[Excerpts from point annotation data]
========================
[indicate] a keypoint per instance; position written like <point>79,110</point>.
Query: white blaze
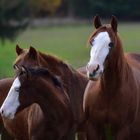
<point>11,103</point>
<point>99,51</point>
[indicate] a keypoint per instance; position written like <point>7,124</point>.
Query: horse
<point>52,98</point>
<point>112,96</point>
<point>4,86</point>
<point>26,123</point>
<point>74,81</point>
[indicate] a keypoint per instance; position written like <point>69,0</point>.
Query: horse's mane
<point>55,61</point>
<point>45,72</point>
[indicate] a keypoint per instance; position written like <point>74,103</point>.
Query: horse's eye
<point>92,41</point>
<point>111,44</point>
<point>17,89</point>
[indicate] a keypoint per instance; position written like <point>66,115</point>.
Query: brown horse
<point>74,82</point>
<point>25,124</point>
<point>112,96</point>
<point>52,98</point>
<point>5,84</point>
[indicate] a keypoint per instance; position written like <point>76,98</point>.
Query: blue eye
<point>111,45</point>
<point>17,89</point>
<point>92,41</point>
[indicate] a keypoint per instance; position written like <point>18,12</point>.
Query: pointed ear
<point>24,71</point>
<point>97,21</point>
<point>19,50</point>
<point>114,23</point>
<point>32,53</point>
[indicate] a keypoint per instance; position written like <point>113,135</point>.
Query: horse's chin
<point>93,78</point>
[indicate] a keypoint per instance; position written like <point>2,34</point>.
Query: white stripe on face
<point>11,103</point>
<point>99,51</point>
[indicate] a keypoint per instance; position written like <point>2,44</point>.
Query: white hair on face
<point>99,51</point>
<point>11,103</point>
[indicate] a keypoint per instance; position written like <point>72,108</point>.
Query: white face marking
<point>99,51</point>
<point>11,103</point>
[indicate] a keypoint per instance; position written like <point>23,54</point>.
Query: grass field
<point>66,42</point>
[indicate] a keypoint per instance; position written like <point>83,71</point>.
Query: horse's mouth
<point>93,78</point>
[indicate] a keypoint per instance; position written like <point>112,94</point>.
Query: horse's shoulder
<point>133,56</point>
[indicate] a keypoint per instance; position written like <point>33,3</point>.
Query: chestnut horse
<point>5,85</point>
<point>112,96</point>
<point>52,98</point>
<point>25,125</point>
<point>74,82</point>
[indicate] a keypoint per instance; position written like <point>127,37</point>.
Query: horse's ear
<point>25,71</point>
<point>97,21</point>
<point>114,23</point>
<point>18,50</point>
<point>32,53</point>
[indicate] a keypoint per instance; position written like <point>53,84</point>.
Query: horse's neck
<point>53,107</point>
<point>75,88</point>
<point>116,71</point>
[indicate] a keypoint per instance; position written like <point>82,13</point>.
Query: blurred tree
<point>123,9</point>
<point>13,18</point>
<point>45,7</point>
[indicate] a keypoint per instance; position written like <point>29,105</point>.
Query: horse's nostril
<point>97,67</point>
<point>2,111</point>
<point>90,75</point>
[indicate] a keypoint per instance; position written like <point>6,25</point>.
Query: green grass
<point>67,42</point>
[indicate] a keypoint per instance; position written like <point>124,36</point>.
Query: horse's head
<point>27,57</point>
<point>103,41</point>
<point>32,86</point>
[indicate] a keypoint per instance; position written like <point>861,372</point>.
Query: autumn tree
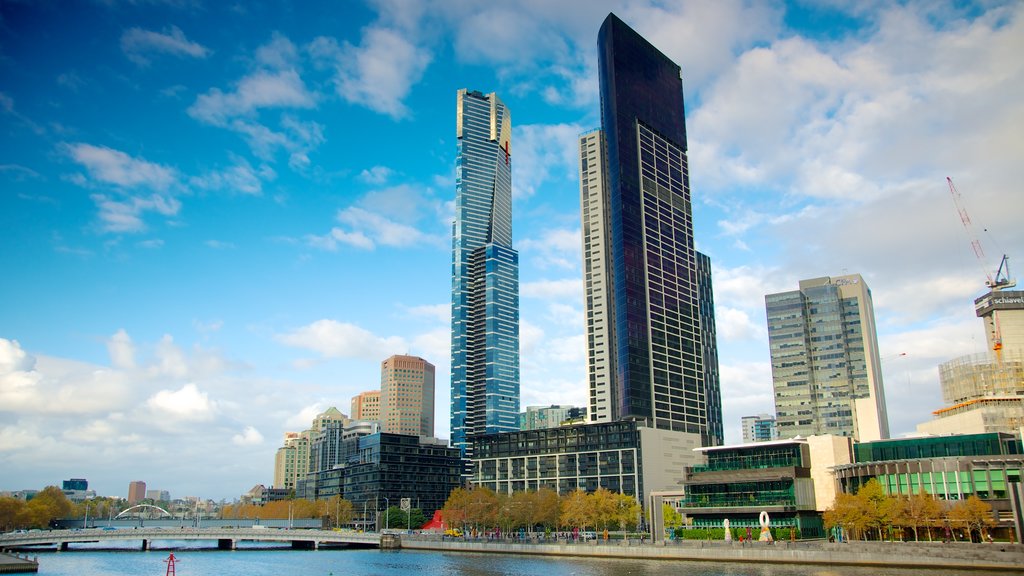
<point>475,506</point>
<point>877,505</point>
<point>973,513</point>
<point>456,510</point>
<point>48,504</point>
<point>627,510</point>
<point>11,512</point>
<point>545,508</point>
<point>671,517</point>
<point>916,510</point>
<point>577,510</point>
<point>846,512</point>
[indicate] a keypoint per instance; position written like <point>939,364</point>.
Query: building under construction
<point>984,393</point>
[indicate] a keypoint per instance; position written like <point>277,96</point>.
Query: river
<point>267,562</point>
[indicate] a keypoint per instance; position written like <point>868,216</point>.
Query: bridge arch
<point>139,506</point>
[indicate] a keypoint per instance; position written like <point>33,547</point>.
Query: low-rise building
<point>950,467</point>
<point>787,479</point>
<point>623,456</point>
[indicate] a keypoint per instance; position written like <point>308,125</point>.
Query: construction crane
<point>995,283</point>
<point>1001,279</point>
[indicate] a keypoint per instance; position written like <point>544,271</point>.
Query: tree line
<point>872,515</point>
<point>481,509</point>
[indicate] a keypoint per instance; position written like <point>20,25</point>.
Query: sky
<point>217,219</point>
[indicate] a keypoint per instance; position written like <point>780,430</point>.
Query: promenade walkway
<point>11,564</point>
<point>1008,559</point>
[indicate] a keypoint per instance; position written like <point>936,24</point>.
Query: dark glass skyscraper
<point>663,366</point>
<point>484,275</point>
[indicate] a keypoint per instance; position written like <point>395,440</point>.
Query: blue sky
<point>218,219</point>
========================
### WHAT YOU WILL DO
Write out the whole listing again, exactly, with no pictures.

### FINAL RESULT
[indicate] a keypoint per instance; position written like <point>79,110</point>.
Query: white blaze
<point>11,103</point>
<point>99,51</point>
[indicate] a keypoint per instance; position written like <point>7,124</point>.
Query: horse
<point>52,98</point>
<point>112,96</point>
<point>4,86</point>
<point>26,123</point>
<point>74,81</point>
[indicate] a keypoint per instance; position written like <point>69,0</point>.
Query: horse's mane
<point>55,61</point>
<point>45,72</point>
[indicate] a keypoint per instance; position written like <point>74,103</point>.
Query: horse's eye
<point>92,41</point>
<point>111,44</point>
<point>17,89</point>
[indicate] a keypoint per instance; position written like <point>66,115</point>.
Query: brown horse
<point>74,82</point>
<point>25,124</point>
<point>112,96</point>
<point>52,98</point>
<point>5,84</point>
[indicate] a keypoint per instance; position written like <point>76,98</point>.
Query: blue eye
<point>111,45</point>
<point>17,89</point>
<point>92,41</point>
[indicate] a keypoint per instance; position written like <point>18,12</point>.
Query: pointed ear
<point>24,71</point>
<point>97,21</point>
<point>19,50</point>
<point>114,23</point>
<point>32,53</point>
[indicate] a keypoint per instance; position written like <point>113,135</point>.
Query: horse's chin
<point>93,78</point>
[indicate] a keypoint per instance; position written like <point>2,34</point>.
Query: white stripe on face
<point>11,103</point>
<point>99,51</point>
[indicate] a keypoint per instance; position written like <point>2,44</point>.
Query: white hair on face
<point>99,51</point>
<point>11,103</point>
[indicate] a keypoint per instance; position written like <point>72,108</point>.
Query: white face marking
<point>99,51</point>
<point>11,103</point>
[indicate] a keypoint per instance; position written like <point>23,54</point>.
Query: grass field
<point>66,42</point>
[indicate] a keypoint per instance; position written like <point>83,71</point>.
Query: horse's mouth
<point>93,78</point>
[indicate] a keypoint per instance; position written like <point>112,94</point>.
Query: horse's shoulder
<point>133,56</point>
[indicate] a keypoint per instance; position written like <point>33,3</point>.
Query: chestnut horse
<point>5,85</point>
<point>112,96</point>
<point>52,98</point>
<point>25,125</point>
<point>74,82</point>
[indicate] a keypoint per instance; position written like <point>127,37</point>.
Query: horse's ear
<point>25,71</point>
<point>97,21</point>
<point>114,23</point>
<point>18,50</point>
<point>32,53</point>
[indicate] a keypoint per instance; position written like <point>53,84</point>.
Query: horse's neck
<point>53,107</point>
<point>75,88</point>
<point>116,71</point>
[indicate] a keypoint per instance; position written like <point>82,13</point>.
Query: blurred tree
<point>123,9</point>
<point>13,18</point>
<point>45,7</point>
[indicate] a keypoint per instance; position written like <point>29,105</point>.
Query: horse's nostril
<point>97,67</point>
<point>2,111</point>
<point>90,75</point>
[indicate] a keypoint per instance; position written like <point>6,25</point>.
Query: green grass
<point>67,42</point>
[indicate] a keypoint per instance; position written like <point>124,36</point>.
Query: horse's head
<point>27,57</point>
<point>103,41</point>
<point>32,86</point>
[indicate] a keypoint per instance; position written like <point>861,372</point>.
Query: autumn tree
<point>475,506</point>
<point>877,505</point>
<point>973,513</point>
<point>456,510</point>
<point>48,504</point>
<point>627,510</point>
<point>11,512</point>
<point>545,508</point>
<point>671,517</point>
<point>916,510</point>
<point>577,510</point>
<point>846,512</point>
[indicate] a keypoint per instance; position written like <point>939,364</point>.
Query: building under construction
<point>984,393</point>
[indicate] a keypoint per instance; position written like <point>277,96</point>.
Query: river
<point>267,562</point>
[indicate] a keypoint per instance; position written like <point>868,216</point>.
Query: bridge arch
<point>139,506</point>
[indicate] a keypoint per instance; position written like <point>33,547</point>.
Query: low-rise building
<point>950,467</point>
<point>787,479</point>
<point>623,456</point>
[indicate] a keypoint per instance; position written like <point>308,125</point>.
Query: construction crane
<point>995,283</point>
<point>1001,279</point>
[indicate] a keypoint per instance; position written like <point>544,271</point>.
Query: tree line
<point>872,515</point>
<point>481,509</point>
[indicate] a keypoint per instance; position written like <point>20,25</point>.
Query: sky
<point>217,219</point>
[indicate] a keypoint per instance; position written like <point>780,430</point>.
Query: promenade walkway
<point>11,564</point>
<point>1008,559</point>
[indicate] a keypoint per instance; position written like <point>936,24</point>.
Query: dark glass skyscraper
<point>663,366</point>
<point>484,275</point>
[indicate] a keypoint per instance; position written like <point>395,440</point>.
Query: blue sky
<point>218,219</point>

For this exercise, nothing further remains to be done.